» To do: Please gather and copy every line of the material below that contains the string "light".

» Material supplied:
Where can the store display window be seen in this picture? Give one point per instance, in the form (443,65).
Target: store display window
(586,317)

...

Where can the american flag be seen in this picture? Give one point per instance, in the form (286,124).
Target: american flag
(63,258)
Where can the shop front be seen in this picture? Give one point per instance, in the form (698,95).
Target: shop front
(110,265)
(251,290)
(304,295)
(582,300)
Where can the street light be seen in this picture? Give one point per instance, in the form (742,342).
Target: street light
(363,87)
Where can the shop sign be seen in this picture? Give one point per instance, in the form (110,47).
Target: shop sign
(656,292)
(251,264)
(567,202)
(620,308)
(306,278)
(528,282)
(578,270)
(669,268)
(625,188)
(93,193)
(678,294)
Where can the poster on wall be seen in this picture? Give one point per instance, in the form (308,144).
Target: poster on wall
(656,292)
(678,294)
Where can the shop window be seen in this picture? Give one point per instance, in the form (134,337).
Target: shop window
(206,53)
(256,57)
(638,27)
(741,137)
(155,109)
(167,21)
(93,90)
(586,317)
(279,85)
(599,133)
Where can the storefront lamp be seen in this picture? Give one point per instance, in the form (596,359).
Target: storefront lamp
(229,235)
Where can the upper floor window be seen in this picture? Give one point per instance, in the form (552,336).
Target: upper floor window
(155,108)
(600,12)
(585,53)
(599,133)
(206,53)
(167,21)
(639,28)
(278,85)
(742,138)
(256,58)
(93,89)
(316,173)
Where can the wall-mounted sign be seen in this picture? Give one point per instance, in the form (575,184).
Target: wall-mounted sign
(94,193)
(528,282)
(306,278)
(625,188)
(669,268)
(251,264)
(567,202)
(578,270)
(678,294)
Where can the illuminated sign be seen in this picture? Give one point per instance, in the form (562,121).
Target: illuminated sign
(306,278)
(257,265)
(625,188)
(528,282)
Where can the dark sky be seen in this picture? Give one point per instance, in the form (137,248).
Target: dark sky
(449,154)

» Exercise result:
Where can the street light be seen in this picture? Give one point per instance, in the form (742,342).
Target: street light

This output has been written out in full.